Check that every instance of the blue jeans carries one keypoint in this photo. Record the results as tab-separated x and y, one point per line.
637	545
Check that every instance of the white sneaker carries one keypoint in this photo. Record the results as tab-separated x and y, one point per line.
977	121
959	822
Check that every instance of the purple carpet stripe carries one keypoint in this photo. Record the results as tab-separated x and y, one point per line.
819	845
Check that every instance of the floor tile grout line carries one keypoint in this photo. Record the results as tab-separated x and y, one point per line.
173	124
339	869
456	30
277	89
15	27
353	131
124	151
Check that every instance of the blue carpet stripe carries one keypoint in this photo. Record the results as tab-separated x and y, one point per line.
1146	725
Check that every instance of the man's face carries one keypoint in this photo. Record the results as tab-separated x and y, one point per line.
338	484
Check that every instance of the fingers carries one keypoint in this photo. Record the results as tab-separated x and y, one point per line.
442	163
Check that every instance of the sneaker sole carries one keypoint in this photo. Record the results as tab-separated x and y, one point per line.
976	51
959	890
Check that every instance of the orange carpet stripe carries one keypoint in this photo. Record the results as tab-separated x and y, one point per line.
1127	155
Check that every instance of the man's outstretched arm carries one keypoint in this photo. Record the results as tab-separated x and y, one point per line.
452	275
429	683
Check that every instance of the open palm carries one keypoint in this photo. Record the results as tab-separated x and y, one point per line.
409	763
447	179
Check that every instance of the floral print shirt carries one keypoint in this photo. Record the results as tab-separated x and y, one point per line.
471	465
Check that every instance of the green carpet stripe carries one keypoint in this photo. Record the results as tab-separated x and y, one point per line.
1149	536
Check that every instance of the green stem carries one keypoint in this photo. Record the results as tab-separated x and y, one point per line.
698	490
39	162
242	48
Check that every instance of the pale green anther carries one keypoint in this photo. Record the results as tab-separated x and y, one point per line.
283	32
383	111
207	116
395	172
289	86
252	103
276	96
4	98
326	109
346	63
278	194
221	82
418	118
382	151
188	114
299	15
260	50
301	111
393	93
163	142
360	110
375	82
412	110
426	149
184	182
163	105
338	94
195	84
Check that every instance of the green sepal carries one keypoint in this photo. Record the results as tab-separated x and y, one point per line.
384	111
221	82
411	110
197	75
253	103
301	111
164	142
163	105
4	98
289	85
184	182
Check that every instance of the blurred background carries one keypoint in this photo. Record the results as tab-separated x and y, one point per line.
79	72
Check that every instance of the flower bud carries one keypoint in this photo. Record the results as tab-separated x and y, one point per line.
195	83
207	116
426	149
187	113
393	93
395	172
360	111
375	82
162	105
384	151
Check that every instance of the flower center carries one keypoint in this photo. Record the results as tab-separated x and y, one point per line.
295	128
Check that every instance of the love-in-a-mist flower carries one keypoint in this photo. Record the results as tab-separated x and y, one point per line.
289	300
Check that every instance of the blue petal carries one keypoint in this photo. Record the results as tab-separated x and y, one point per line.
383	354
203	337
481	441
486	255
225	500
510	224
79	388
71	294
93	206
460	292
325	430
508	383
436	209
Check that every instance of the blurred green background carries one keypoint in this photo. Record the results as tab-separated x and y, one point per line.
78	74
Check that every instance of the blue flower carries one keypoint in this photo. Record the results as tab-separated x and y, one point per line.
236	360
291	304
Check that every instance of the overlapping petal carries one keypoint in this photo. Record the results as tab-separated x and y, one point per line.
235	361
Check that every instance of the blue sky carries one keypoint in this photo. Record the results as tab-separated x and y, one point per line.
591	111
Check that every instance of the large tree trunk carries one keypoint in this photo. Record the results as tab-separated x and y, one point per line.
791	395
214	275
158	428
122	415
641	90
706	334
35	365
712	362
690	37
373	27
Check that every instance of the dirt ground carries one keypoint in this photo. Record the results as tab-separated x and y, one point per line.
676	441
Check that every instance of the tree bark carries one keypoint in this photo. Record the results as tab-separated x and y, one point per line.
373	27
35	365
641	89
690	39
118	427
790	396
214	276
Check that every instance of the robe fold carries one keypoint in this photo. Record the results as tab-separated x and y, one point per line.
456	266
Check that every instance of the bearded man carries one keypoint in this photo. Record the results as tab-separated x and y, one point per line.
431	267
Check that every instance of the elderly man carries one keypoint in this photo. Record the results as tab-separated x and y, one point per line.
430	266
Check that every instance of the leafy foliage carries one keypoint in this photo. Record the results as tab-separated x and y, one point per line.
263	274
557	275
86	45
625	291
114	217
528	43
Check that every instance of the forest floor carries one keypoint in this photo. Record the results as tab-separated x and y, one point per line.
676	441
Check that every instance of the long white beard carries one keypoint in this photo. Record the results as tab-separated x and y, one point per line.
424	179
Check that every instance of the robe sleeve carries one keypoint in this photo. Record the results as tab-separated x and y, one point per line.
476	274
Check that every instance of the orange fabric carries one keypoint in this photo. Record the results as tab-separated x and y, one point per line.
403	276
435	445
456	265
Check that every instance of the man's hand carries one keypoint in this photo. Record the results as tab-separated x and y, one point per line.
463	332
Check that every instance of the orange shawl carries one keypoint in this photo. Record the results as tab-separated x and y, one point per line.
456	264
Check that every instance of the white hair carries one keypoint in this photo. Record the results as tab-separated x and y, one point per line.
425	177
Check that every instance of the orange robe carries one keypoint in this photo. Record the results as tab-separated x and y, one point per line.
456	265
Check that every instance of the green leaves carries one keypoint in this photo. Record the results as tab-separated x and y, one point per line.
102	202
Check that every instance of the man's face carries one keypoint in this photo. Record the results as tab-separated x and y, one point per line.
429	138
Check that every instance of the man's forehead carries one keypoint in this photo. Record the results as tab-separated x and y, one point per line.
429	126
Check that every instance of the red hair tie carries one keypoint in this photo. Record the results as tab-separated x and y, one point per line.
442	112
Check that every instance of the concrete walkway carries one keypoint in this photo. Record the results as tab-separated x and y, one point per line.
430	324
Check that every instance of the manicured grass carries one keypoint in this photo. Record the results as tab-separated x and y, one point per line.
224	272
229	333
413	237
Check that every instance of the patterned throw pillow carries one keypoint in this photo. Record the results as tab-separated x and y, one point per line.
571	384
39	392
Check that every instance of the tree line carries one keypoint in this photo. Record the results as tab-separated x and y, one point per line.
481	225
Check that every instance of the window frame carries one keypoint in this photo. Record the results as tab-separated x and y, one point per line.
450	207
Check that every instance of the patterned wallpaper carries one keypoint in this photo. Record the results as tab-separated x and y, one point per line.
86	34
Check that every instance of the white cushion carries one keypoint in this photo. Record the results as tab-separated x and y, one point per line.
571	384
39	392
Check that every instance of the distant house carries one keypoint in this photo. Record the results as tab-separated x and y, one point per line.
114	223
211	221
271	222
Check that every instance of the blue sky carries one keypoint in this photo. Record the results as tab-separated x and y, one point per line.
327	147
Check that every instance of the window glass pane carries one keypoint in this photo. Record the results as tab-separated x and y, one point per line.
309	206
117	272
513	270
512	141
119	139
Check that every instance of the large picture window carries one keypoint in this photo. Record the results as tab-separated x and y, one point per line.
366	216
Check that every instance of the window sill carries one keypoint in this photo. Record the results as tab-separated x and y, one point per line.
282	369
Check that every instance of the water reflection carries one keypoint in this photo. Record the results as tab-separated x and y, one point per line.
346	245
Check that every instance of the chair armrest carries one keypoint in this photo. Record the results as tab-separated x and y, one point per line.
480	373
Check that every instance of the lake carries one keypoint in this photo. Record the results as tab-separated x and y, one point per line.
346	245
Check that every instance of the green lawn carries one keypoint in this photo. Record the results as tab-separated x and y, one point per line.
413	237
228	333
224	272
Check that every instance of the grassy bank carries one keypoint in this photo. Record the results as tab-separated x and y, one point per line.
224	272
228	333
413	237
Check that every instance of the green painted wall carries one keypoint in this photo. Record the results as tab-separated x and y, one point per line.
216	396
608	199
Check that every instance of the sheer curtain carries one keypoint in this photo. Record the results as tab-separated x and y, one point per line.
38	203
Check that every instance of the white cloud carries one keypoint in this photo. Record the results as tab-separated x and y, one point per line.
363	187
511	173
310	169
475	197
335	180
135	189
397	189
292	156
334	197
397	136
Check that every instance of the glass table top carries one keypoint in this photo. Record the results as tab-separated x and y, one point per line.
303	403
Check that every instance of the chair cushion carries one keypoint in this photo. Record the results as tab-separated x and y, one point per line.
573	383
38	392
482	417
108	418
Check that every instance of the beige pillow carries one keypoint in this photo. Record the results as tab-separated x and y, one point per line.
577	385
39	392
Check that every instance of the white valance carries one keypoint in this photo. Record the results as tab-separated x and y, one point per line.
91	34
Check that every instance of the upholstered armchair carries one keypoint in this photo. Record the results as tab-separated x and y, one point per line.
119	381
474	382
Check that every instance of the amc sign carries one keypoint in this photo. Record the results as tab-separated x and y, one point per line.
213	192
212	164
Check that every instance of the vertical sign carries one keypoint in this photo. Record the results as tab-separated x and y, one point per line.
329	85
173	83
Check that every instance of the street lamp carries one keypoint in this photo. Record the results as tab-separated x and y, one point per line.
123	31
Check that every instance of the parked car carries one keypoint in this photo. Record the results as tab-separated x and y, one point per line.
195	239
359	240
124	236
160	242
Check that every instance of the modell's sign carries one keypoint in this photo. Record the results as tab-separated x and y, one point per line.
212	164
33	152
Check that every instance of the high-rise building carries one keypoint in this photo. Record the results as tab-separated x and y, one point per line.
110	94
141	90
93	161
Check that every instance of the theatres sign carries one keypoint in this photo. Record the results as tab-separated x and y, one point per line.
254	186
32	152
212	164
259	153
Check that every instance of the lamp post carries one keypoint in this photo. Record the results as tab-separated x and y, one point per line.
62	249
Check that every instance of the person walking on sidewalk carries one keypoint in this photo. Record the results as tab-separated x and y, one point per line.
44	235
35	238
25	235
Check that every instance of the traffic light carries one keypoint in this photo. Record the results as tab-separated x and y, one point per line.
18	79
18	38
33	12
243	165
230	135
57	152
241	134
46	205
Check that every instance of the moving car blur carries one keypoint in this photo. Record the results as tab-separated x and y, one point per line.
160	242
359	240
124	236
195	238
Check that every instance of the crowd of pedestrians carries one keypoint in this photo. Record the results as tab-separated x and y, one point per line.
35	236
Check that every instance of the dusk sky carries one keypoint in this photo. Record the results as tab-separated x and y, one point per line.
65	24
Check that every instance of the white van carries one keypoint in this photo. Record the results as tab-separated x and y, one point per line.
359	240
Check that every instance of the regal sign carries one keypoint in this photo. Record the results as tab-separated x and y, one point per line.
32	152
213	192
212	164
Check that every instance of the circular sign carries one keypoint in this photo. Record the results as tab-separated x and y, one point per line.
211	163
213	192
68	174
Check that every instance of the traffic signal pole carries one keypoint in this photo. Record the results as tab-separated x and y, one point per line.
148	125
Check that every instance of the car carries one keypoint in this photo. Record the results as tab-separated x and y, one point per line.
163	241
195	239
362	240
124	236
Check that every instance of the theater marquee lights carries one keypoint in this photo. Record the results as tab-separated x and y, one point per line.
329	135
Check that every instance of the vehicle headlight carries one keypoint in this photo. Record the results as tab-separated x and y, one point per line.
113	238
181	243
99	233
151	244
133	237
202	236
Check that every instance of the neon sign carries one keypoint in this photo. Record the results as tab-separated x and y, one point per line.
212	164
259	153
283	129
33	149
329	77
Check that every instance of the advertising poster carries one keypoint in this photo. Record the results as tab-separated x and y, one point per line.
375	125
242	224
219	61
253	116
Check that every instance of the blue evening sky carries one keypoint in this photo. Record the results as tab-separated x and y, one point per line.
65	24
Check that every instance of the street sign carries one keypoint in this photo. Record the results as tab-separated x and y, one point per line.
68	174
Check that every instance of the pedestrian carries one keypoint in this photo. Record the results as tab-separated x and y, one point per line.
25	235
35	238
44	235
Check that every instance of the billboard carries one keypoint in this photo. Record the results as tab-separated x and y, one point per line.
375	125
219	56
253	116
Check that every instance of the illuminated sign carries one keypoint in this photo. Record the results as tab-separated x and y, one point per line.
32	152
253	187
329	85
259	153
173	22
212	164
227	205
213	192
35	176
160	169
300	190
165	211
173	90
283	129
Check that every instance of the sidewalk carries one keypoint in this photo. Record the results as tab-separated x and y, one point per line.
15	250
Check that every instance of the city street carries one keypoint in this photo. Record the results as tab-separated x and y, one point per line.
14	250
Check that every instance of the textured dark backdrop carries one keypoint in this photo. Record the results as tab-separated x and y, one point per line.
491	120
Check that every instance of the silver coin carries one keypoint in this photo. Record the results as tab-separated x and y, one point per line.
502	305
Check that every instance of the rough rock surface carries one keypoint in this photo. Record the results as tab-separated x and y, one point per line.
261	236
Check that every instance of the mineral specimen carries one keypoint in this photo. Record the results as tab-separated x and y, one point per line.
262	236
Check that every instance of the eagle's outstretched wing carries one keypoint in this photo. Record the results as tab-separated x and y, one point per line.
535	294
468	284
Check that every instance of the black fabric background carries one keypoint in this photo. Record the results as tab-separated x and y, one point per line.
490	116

▬▬▬▬▬▬▬▬▬▬

Aim
Every line from the one containing "Check that every instance of the city" through the end of the entries above must be echoed exactly, with both ends kept.

Task response
Check that every instance of the city street carries one keypoint in this photo. Record the results as tab-separated x and y, one point per line.
14	250
Check that every instance of the textured dark backdrop carries one keypoint in this photo. Record the results as tab-separated x and y, one point per line.
491	120
Check that every instance of the silver coin carries one keypoint in this photo. Record the results as tab-separated x and y, one point per line.
502	305
Check that every instance of the rough rock surface carries one keypoint in this photo. Record the results as tab-separated x and y, one point per line.
261	236
Check that every instance of the mineral specimen carries one keypoint in this photo. Record the results as tab-separated x and y, one point per line.
262	236
Check that every instance of the eagle's outstretched wing carries one keypoint in this photo. Record the results as tab-separated x and y, one point per line.
535	294
468	284
Check that every instance of the black fabric background carries one keypoint in this photo. Record the results as tab-separated x and y, one point per line.
490	116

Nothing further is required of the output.